Japan opens the door to foreign help

Unlike during the earthquake that rocked Kobe, Japan, in 1995, the government's relief efforts have been swift and the country has been quick to accept foreign aid.
Japan was criticised for not embracing offers of aid after the 1995 Kobe earthquake, but the government has been more receptive this time around 2:10

In the aftermath of the Jan. 17, 1995, earthquake that ravaged Kobe, Japan, the Japanese government was criticized for not responding quickly enough, poorly managing volunteer efforts and refusing offers of aid from dozens of countries.

The government cited language differences and the lack of local medical accreditation as reasons for turning down help from outside agencies.

People in Yamada, northern Japan, welcome a helicopter loaded with emergency food aid. ((Takashi Ozaki/The Yomiuri Shimbun/Associated Press))
That quake killed almost 6,500 people.

There were bureaucratic snafus: Swiss rescue dogs sent to help in the relief efforts were held up at Kansai airport, near Osaka, when officials insisted they be quarantined. Communication between various levels of government was less than ideal. In some cases, it took more than a week to co-ordinate assistance from neighbouring prefectures.

The country's reaction to offers of aid in the wake of the March 11 earthquake has been much more positive, with rescue efforts better organized.

The government has deployed 100,000 troops to the affected areas, including 9,500 firefighters and 920 police officers. The Japanese Red Cross has deployed 95 medical teams, with a total of 735 people, including doctors and nurses.

This time the Japanese government has been quick to accept outside help. Among foreign groups now in Japan are urban search and rescue teams from:

  • Australia: 72 personnel, two dogs.
  • Germany: 43 personnel, three dogs.
  • Mexico: nine personnel, six dogs.
  • United States: 148 personnel, 12 dogs.
  • South Korea: 105 personnel, two dogs.
  • China: 15 personnel.
  • Russian Federation: 54 personnel, three vehicles.
  • Mongolia: 12 personnel.

# Using the information
**A)** According to the article on foreign aid to Japan, how many medical teams has the Japanese Red Cross deployed?
**B)** Extend the article on foreign aid to Japan from the point where it ends.

# Dataset content

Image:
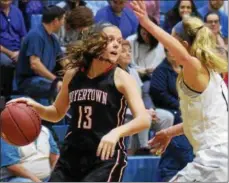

# Solved tasks
**A)** 95 medical teams, with a total of 735 people.

**B)**
The United Nations has sent a seven-member disaster response team, which includes specialists from France, U.K., Sweden, India, South Korea and Japan. The UN says since Japan already has a strong disaster preparedness and response mechanism in place, the team will focus on:

  • Assisting the response effort by "disseminating accurate and timely information to the international community on the emergency and ongoing government response."
  • Helping the government limit the amount of unsolicited contributions coming from other countries.

Several Canadian branches of international relief agencies have teams in the hardest-hit areas, including:

  • Save the Children.
  • Oxfam.
  • World Vision. 
  • CARE.
  • Global Medic.

A team from the Canadian branch of Médecins sans Frontières is working in evacuation centres with local medical staff.

The government of Singapore has given its local Red Cross almost $385,000 Cdn to help with relief efforts. The money will be used for items like blankets, mattresses and water bottles.

On Mar. 15, Japanese Prime Minister Naoto Kan shifted the focus from rescue to humanitarian operations — providing essential services to people trying to cope without food, water, heat or electricity.

Some 1.4 million households are without water, more than 840,000 households have no power, and more than half a million people are living in temporary shelters.

The great unknown continues to be what will happen to the nuclear power plants that have been damaged in the quake and tsunami. Nuclear experts from the United States, Canada, Hungary and Ukraine have offered their expertise to monitor that situation.